[Supplied passage Boundary: Start]
Public Enemy’s iconic black-man-as-target logo was born out of these chilling realities. Design fiend Chuck D originally created the crosshairs logo in art class for the fictional group Funky Frank and the Street Force. Using the same cut-and-paste technique the Bomb
Squad used on their records, Chuck X-Acto-knifed a picture of LL Cool J’s buddy E Love from an issue of tweenie rap rag
Right On!
and fit it with crosshairs. When the group came up with their name in 1986, Chuck placed the logo next to some stenciled letters that were influenced by a gangster move he had seen on TV and broke it up with a Run-DMC-style horizontal crossbar. The logo alone was a stark, perfect symbol of how Public Enemy perceived racial anxiety in the late ’80s, the seemingly endless long, hot summer that received its most lyrical interpretation in Spike Lee’s P.E.-scored
Do the Right Thing
.

Dissed by rappers, dismissed by radio, pissed at the world — Public Enemy were ready to fight back. And their choices for samples were perfect.

BEEP — BEEP — BEEP: Three horn stabs borrowed from James Brown’s 1976 single “Get Up Offa That Thing” spurt out of the gates like a drummer clicking off a rock song. Hip-hop fans knew this sound better as the staccato punch that kicked off Boogie Down Productions’ already-classic 1986 “South Bronx.” Public Enemy using this sound was a false start, a red herring, a crafty “fuck you” to anyone who thought Public Enemy was still stuck in ’86.

They were saying goodbye to the old school, opening with a blast from the last James Brown track to crack the Top 50 in the ’70s. In 1976, Brown was feeling low and defeated. He was still reeling from the death of his son three years earlier. He was pinched
for $4.5 million in back taxes. He hated his deal with Polydor; his wife, Dee Dee, wanted him to stay home with his daughters; his radio stations and
Future Shock
TV show weren’t getting the ad dollars they needed; and he considered himself in semi-retirement. He played a show at Bachelor’s III in Ft. Lauderdale, Florida, a bar owned by Joe Namath. The audience was
sitting down
, being polite, listening instead of dancing. Says Brown in his autobiography: “I had worked hard and dehydrated myself and was feeling depressed. I looked at all these people sitting there, and because I was depressed, they looked depressed. I yelled, ‘Get up offa that thing and dance ’til you feel better!’ I probably meant until
I
feel better.”
[Supplied passage Boundary: End]
[Material shown Boundary: Start]
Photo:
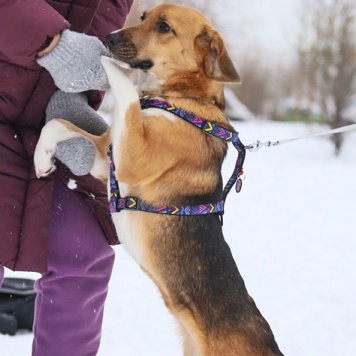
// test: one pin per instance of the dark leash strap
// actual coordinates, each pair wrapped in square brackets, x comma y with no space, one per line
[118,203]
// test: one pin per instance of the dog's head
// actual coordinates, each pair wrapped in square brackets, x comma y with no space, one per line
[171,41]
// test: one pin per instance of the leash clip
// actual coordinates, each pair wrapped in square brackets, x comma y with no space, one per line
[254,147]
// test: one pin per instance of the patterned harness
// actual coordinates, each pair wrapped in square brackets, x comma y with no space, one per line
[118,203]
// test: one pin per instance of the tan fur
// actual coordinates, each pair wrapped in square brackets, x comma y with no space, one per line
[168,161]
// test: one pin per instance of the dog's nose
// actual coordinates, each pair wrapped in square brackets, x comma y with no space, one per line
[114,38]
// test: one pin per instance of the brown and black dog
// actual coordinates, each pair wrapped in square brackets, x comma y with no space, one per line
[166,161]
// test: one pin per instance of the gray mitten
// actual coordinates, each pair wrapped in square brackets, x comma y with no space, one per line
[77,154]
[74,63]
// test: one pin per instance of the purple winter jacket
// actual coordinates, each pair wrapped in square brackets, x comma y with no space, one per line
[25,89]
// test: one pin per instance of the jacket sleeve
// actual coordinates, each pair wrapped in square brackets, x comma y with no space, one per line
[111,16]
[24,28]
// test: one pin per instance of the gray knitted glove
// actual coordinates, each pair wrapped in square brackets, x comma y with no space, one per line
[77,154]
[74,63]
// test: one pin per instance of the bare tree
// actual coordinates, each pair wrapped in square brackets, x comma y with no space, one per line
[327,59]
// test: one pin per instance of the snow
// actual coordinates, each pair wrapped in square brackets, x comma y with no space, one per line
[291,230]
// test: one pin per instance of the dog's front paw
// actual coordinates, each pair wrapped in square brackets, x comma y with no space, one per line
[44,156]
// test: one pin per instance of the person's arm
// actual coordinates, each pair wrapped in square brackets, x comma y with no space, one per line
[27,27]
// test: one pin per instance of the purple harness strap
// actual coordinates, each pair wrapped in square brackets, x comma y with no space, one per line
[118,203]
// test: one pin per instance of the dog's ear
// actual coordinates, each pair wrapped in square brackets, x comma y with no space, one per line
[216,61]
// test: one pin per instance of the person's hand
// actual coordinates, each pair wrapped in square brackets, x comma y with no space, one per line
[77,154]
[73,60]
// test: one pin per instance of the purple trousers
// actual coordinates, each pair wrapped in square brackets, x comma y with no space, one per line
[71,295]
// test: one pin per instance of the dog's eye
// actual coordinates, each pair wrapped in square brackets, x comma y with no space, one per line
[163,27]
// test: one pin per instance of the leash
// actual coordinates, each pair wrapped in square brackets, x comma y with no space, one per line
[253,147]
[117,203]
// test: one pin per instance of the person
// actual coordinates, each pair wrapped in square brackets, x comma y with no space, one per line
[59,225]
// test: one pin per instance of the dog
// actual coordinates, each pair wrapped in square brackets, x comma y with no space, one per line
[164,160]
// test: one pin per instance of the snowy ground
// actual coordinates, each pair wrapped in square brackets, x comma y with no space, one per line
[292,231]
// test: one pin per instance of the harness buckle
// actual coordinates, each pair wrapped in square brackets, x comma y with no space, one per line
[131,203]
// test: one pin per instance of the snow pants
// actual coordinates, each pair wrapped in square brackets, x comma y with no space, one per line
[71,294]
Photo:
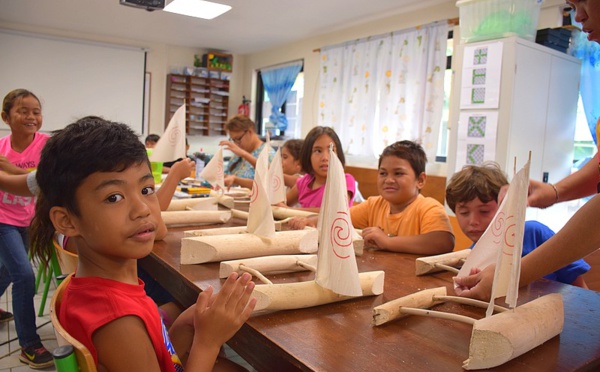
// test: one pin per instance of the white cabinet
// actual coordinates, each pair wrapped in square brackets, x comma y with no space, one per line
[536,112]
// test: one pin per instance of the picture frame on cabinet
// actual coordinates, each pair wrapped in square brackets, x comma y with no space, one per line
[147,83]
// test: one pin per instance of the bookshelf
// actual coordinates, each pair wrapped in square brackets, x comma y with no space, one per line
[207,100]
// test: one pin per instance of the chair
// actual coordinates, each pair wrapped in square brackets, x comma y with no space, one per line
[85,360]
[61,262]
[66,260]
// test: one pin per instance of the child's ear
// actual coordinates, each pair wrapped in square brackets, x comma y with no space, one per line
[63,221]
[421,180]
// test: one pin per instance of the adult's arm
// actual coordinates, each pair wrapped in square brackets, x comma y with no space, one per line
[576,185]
[Material shown Boundary: End]
[Material shown Boundary: Start]
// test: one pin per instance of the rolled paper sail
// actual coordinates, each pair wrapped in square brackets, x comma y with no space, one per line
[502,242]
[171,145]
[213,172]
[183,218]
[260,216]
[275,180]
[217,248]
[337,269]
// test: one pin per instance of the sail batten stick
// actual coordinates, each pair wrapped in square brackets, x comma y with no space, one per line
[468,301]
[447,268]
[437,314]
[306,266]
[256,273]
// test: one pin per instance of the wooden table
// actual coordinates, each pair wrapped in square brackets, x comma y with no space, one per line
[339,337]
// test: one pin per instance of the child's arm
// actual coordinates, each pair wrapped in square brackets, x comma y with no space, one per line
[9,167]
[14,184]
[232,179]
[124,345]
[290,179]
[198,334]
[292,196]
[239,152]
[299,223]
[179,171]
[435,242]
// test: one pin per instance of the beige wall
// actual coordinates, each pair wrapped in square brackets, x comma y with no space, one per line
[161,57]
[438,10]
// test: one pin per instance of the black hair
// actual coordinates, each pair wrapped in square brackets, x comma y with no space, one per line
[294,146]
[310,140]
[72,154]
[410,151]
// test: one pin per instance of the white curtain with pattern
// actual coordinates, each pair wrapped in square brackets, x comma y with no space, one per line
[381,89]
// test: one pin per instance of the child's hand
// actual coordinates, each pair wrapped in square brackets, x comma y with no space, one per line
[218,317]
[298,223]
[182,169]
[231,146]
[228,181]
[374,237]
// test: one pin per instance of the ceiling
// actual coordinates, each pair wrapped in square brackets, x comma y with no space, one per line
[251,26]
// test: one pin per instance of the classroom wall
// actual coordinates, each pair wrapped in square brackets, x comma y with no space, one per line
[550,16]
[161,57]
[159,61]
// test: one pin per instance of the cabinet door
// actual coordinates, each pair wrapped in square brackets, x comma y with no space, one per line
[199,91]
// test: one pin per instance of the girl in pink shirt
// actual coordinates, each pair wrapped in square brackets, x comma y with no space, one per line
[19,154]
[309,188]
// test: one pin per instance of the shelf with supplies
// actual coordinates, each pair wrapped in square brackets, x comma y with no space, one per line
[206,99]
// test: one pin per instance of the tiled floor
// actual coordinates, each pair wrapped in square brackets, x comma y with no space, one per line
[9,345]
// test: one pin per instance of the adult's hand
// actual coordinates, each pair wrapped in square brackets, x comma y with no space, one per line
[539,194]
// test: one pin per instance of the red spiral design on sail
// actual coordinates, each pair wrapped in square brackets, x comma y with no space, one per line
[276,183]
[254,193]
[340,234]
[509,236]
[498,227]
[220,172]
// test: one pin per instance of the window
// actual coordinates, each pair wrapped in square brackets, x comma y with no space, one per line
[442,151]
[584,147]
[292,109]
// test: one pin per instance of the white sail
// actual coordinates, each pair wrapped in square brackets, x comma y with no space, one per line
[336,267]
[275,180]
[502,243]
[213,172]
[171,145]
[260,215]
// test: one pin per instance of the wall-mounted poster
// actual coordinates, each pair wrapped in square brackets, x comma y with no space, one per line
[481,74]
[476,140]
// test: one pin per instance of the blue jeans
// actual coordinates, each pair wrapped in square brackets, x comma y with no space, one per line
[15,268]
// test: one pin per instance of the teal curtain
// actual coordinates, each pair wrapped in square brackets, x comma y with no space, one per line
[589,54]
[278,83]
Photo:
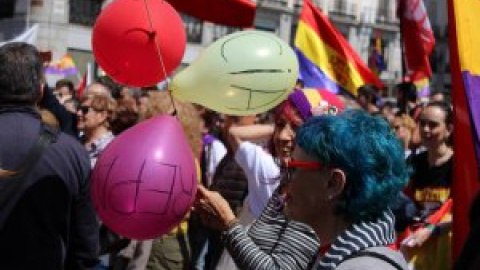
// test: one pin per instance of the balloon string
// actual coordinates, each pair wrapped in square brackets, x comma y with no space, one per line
[Material shown Boundary: End]
[Material shown Boundary: Start]
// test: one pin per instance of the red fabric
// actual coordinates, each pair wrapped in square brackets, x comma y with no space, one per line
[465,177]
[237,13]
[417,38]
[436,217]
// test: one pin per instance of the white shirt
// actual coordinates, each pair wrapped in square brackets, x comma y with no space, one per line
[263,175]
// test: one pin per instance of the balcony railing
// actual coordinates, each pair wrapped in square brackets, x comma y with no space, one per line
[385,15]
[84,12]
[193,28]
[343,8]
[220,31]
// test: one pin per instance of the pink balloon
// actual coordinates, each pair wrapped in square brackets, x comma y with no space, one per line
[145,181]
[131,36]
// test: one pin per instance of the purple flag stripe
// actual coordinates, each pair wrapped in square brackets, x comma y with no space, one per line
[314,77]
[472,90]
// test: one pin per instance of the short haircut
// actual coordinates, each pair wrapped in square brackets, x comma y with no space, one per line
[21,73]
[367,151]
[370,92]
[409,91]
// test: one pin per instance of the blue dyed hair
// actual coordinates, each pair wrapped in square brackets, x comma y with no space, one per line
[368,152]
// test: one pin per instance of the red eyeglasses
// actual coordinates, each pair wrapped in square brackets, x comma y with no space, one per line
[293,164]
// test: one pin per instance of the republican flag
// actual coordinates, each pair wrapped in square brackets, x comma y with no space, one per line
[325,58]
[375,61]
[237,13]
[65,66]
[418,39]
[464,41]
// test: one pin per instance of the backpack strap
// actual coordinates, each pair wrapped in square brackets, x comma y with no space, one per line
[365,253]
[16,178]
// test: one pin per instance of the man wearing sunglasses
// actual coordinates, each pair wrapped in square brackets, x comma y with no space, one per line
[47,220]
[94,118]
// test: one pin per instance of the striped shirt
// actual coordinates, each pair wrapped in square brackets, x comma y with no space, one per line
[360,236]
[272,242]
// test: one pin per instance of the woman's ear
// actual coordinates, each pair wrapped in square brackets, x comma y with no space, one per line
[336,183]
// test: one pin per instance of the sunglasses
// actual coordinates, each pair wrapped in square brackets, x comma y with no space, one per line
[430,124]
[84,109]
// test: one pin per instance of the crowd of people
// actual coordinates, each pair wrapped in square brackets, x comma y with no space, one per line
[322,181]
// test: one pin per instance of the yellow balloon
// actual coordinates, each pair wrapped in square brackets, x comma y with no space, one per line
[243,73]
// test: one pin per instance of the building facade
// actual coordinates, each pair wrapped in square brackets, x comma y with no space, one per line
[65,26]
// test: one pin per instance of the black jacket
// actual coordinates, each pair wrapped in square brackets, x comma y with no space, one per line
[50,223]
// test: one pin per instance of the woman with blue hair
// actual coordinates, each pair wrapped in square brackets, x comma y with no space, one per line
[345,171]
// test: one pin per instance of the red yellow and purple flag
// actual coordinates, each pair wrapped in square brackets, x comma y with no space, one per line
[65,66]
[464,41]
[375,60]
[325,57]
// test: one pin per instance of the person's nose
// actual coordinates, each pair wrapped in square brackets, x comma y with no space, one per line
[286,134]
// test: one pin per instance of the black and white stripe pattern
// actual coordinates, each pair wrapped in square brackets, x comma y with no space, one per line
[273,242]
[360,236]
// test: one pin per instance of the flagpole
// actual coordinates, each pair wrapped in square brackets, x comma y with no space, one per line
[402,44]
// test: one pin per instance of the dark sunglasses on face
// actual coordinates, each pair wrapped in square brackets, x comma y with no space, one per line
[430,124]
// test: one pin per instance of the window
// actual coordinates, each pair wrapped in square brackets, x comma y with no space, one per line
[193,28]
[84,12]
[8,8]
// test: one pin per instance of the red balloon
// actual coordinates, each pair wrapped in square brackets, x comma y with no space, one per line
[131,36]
[Material shown Boundary: End]
> Problems and tasks:
a - Could you reproduce part of the Public Enemy passage word for word, starting with "Dissed by rappers, dismissed" and going on through "stuck in ’86."?
b - Would you carry on the Public Enemy passage from the point where it stops?
The records have nothing to do with the Public Enemy passage.

> Answers for each item:
a -
Dissed by rappers, dismissed by radio, pissed at the world — Public Enemy were ready to fight back. And their choices for samples were perfect.

BEEP — BEEP — BEEP: Three horn stabs borrowed from James Brown’s 1976 single “Get Up Offa That Thing” spurt out of the gates like a drummer clicking off a rock song. Hip-hop fans knew this sound better as the staccato punch that kicked off Boogie Down Productions’ already-classic 1986 “South Bronx.” Public Enemy using this sound was a false start, a red herring, a crafty “fuck you” to anyone who thought Public Enemy was still stuck in ’86.

b -
11

In the third verse of “Rebel,” Chuck shouts, “Soul, rock ’n’ roll comin’ like a rhino.” As if to make the track extra heavy by osmosis, he and Hank had picked not one but two songs with the word “rock” in the title. First up, the drums from Jefferson Starship’s “Rock Music,” a relatively vacant, proto-“We Built This City” celebration of rock’s endurance. Like P.E., Jefferson Starship circa 1979 were regrouping after taking a few hits. After a handful of Top 20 hits, vets Grace Slick and Marty Balin left the band at different points of the same tour. Drummer John Barbata was in a car accident and had to depart as well. The remaining members retreated to San Francisco and turned Jefferson Starship from glossy, power-ballad AOR band into a hard-rock avalanche. The title of
the resulting album,
Freedom at Point Zero
, could have just as easily been the name of a P.E. song, even if the grooves it housed were mostly Foreigner-aping arena rock. For the start of “Rock Music,” new drummer Aynsley Dunbar (ex-Journey) laid down a hard-hitting boom-thwack with much joy and volume. These drums are the only time “Rebel without a Pause” gasps for air, a break in the horrific chaos.